#### EXCERPT PROVIDED
* START *

A Virginia court order issued at the time declared him "mentally ill" and said he presented "an imminent danger to self or others," ABC News reported.

Still grieving for the victims, both students and teachers had described a sullen loner whose creative writings for his English literature degree were so laced with violence and venom that they alarmed some people around him.

University Police Chief Wendell Flinchum said his officers confronted Cho in late 2005 after two women complained separately that he had harassed them in person, through phone calls and with instant messages. "I'm not saying they were threats; I'm saying they were annoying," Flinchum told a news conference at the campus.

After the second incident in December 2005, Cho's roommate warned police he might be suicidal, prompting them to issue a "temporary detention order" and send him to a nearby mental health facility for evaluation, Flinchum said.

Officials would not say how long Cho stayed at the facility, but roommates said he was gone for a couple of days. The women declined to file charges against Cho. Neither was among his victims on Monday, police said.

* END *

#### GIVEN DATA
* START *

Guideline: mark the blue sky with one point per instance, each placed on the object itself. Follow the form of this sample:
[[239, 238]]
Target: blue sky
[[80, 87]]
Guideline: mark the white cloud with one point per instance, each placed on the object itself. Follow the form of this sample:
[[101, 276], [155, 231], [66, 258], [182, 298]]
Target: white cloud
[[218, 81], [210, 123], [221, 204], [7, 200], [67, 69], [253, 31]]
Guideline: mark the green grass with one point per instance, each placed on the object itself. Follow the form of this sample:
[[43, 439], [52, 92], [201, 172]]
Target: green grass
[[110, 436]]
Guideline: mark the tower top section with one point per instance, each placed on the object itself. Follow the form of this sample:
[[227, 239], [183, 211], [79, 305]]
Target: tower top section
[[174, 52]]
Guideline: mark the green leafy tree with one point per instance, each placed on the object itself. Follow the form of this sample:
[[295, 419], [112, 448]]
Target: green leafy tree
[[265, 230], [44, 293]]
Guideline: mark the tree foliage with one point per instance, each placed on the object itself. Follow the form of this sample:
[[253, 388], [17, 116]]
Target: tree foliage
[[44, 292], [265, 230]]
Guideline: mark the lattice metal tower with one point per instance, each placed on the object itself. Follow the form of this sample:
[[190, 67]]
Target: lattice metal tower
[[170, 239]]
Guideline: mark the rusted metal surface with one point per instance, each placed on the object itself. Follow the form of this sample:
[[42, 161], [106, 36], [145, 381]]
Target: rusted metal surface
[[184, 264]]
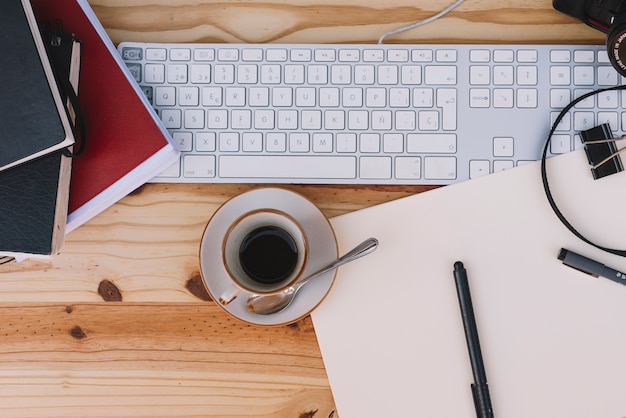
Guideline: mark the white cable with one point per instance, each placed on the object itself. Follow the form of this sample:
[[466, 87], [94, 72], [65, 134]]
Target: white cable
[[421, 22]]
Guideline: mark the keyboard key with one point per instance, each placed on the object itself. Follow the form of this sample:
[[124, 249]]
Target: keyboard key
[[375, 167], [440, 74], [408, 168], [196, 166], [431, 143], [440, 168], [479, 168], [287, 167]]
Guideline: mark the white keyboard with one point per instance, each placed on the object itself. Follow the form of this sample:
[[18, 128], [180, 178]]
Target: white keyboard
[[368, 114]]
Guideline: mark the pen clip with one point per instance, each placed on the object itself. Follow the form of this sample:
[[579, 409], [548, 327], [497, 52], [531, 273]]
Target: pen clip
[[476, 402]]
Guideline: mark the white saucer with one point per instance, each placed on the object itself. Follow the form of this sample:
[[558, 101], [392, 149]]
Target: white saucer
[[322, 245]]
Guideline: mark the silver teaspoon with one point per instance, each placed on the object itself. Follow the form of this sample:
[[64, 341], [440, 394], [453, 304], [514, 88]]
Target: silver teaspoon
[[269, 304]]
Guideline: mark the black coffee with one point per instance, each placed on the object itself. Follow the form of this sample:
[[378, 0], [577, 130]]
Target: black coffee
[[268, 254]]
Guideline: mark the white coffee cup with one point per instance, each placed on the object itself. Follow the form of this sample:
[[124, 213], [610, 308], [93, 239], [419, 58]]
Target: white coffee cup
[[264, 252]]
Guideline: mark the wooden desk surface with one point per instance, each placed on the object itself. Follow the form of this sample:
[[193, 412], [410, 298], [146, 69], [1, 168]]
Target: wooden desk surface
[[119, 324]]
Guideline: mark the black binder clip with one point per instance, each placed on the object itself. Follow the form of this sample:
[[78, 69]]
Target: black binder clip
[[602, 153]]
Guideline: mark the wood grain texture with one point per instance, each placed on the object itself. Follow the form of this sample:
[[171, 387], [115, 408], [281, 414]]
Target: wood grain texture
[[327, 21], [120, 324], [89, 360]]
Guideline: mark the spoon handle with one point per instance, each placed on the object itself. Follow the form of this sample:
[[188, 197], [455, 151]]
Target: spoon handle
[[359, 251]]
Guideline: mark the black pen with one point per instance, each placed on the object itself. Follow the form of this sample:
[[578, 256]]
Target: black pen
[[480, 389], [591, 267]]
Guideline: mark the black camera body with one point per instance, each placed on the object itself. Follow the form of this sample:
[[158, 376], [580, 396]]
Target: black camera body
[[608, 16]]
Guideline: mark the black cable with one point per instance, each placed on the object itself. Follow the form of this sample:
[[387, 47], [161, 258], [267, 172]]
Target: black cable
[[544, 176]]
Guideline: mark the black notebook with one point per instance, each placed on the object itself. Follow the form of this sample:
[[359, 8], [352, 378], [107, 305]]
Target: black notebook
[[34, 195], [32, 113]]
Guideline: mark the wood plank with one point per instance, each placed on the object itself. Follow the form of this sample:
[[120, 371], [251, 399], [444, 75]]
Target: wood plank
[[327, 21], [145, 248], [155, 360]]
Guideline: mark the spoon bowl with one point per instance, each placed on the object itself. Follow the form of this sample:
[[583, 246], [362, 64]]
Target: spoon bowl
[[269, 304]]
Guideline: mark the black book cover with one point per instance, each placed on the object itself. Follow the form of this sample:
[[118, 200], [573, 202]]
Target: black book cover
[[34, 195], [33, 207], [32, 116]]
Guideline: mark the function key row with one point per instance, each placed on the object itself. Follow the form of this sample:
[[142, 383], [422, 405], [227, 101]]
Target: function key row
[[289, 55]]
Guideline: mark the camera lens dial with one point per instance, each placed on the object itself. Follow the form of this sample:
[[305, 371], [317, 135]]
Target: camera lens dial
[[616, 44]]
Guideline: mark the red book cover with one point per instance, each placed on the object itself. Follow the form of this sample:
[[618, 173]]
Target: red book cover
[[126, 143]]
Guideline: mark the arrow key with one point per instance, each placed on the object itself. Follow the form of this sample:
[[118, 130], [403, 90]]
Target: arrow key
[[408, 168]]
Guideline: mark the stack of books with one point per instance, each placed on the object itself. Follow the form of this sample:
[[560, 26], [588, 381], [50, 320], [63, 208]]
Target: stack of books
[[36, 137], [45, 190]]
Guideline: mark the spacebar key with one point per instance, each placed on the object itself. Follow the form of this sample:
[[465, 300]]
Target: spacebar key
[[287, 167]]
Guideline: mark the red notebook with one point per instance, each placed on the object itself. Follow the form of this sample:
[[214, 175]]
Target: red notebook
[[126, 143]]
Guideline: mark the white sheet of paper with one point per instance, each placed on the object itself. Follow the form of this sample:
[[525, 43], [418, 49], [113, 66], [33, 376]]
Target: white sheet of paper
[[553, 338]]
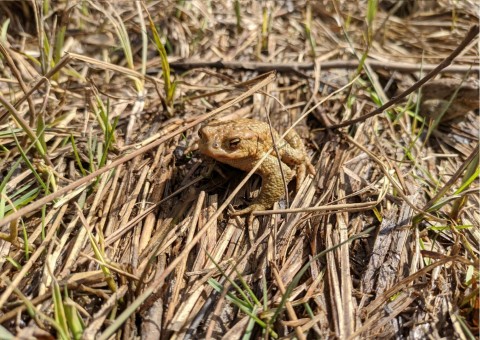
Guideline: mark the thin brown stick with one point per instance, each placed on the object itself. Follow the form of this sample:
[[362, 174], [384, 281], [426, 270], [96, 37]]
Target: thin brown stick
[[472, 33], [327, 65]]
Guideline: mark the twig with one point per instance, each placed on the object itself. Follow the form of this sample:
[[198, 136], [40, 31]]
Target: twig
[[327, 65], [472, 33]]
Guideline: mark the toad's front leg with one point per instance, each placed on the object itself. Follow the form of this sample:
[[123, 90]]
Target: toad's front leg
[[273, 187]]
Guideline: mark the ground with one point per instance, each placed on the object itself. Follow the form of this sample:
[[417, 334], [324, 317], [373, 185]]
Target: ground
[[113, 224]]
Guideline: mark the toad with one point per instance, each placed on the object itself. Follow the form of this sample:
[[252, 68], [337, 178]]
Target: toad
[[243, 142]]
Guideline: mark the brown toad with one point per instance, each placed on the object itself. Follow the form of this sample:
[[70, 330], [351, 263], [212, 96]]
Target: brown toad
[[243, 142]]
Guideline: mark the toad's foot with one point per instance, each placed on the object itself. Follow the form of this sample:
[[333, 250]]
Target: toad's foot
[[249, 210]]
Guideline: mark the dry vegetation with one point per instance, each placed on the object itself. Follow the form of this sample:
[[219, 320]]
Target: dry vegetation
[[113, 226]]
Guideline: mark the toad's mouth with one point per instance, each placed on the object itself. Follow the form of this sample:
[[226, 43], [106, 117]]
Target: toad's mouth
[[220, 154]]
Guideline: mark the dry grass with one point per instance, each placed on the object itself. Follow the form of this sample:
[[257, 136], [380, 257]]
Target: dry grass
[[112, 226]]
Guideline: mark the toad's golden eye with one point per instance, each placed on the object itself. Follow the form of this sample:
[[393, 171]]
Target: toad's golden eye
[[233, 143]]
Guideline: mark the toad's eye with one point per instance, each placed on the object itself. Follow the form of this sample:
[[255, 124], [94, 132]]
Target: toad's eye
[[233, 143]]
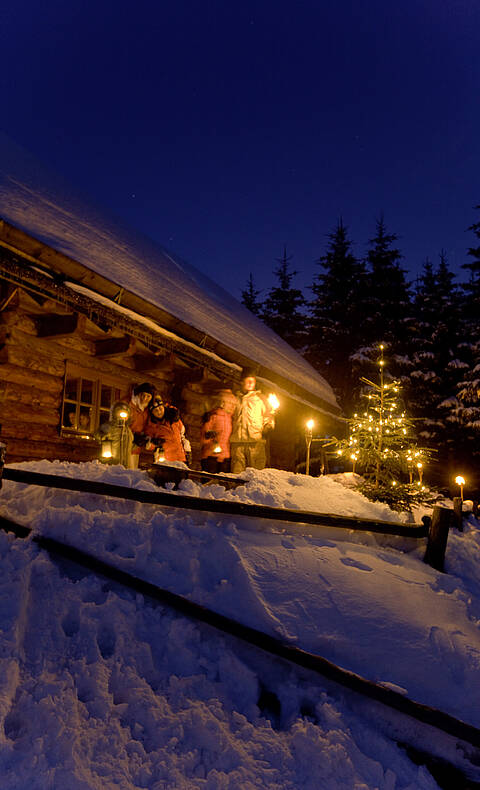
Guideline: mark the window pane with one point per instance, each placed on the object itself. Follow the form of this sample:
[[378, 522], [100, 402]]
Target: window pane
[[105, 397], [71, 388], [87, 391], [104, 416], [69, 415], [84, 420]]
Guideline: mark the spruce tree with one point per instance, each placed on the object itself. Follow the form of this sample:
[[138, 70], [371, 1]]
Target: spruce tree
[[387, 307], [432, 382], [284, 305], [250, 297], [382, 444], [337, 313]]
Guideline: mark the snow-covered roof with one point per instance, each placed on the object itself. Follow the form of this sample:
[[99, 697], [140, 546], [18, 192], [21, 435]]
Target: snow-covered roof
[[43, 205]]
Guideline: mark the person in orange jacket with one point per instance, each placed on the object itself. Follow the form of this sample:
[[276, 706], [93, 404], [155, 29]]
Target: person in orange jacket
[[141, 396], [215, 437], [166, 432]]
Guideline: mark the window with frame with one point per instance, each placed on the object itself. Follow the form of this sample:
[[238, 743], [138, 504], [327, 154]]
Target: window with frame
[[87, 398]]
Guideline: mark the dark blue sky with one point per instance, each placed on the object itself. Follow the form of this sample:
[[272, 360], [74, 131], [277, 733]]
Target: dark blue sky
[[226, 130]]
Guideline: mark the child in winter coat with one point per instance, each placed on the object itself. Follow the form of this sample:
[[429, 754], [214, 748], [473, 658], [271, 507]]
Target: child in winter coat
[[216, 430], [166, 432], [142, 395]]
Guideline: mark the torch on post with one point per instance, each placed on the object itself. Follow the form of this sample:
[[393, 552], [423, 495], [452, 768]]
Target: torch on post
[[458, 504], [309, 425], [3, 455]]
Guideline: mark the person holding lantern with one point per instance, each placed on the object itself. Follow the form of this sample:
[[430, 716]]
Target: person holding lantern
[[141, 396], [215, 437], [116, 436], [166, 432], [252, 419]]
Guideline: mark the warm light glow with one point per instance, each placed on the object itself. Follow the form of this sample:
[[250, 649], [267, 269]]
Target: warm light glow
[[106, 450], [273, 401]]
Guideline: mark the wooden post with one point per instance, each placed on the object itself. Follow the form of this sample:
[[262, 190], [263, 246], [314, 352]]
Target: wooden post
[[3, 453], [437, 538], [458, 513]]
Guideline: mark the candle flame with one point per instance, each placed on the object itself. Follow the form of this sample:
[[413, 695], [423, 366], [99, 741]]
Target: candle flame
[[273, 401]]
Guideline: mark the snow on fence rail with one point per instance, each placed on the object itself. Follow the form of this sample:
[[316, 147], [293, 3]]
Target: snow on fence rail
[[467, 737], [435, 529]]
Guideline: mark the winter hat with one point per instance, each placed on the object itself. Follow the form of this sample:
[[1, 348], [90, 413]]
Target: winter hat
[[145, 387]]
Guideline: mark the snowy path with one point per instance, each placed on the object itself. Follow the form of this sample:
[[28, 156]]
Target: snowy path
[[373, 610]]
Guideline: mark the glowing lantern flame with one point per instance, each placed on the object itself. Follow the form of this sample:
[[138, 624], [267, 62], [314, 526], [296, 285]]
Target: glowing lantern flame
[[273, 401]]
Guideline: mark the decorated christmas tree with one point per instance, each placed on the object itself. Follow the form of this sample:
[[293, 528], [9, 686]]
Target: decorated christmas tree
[[381, 445]]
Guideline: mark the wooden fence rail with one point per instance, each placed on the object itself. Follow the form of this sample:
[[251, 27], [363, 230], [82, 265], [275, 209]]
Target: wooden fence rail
[[229, 507]]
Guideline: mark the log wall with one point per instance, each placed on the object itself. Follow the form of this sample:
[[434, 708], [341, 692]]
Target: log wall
[[32, 375]]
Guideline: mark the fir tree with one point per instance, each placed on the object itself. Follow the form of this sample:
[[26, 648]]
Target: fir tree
[[337, 312], [387, 306], [283, 306], [250, 297], [382, 444], [431, 385], [388, 302], [473, 266]]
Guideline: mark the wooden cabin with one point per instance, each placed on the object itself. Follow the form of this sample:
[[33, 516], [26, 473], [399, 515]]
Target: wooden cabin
[[88, 308]]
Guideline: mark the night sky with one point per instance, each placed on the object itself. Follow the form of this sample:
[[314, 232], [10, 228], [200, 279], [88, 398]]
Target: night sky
[[228, 130]]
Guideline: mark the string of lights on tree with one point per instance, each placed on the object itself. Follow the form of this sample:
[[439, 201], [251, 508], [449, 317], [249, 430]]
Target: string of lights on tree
[[381, 444]]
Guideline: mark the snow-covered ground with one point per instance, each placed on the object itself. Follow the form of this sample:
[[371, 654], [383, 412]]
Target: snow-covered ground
[[101, 689]]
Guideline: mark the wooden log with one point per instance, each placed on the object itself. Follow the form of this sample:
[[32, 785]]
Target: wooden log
[[22, 430], [12, 411], [155, 363], [13, 394], [20, 375], [437, 538], [61, 450], [15, 318], [49, 356], [115, 346], [54, 324], [458, 513], [3, 455]]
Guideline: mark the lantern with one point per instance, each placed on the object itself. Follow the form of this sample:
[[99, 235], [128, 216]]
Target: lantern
[[308, 441], [106, 450], [273, 402], [460, 481]]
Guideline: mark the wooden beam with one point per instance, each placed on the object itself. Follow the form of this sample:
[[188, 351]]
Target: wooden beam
[[55, 324], [154, 362], [115, 346]]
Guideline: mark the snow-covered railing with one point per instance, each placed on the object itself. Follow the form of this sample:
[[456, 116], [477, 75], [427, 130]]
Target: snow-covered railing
[[228, 507]]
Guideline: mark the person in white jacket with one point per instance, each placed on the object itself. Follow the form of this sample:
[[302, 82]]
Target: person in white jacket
[[251, 420]]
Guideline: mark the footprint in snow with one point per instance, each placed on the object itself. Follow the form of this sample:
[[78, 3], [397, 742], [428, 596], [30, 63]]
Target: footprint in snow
[[355, 564]]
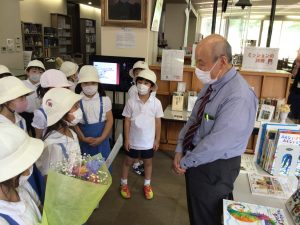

* END *

#### WHAT YOU ARE ASKED TO DO
Please continue the news report about Cho's earlier run-ins with university police, starting after its last sentence.

#### WRITTEN REPLY
Despite encounters with the law and his past psychiatric treatment, Cho was able to legally purchase the two handguns he used in the attack. The shooting has rekindled debate over U.S. gun laws, the most lenient in the Western world.

News of Cho's past contacts with police and mental health specialists added to accounts of his erratic behavior, raising questions whether anyone could have picked up warning signs.

Cho immigrated from South Korea to the United States with his family in 1992 and was raised in Virginia outside Washington, D.C. Some South Korean officials feared a backlash against the large Korean community in the United States.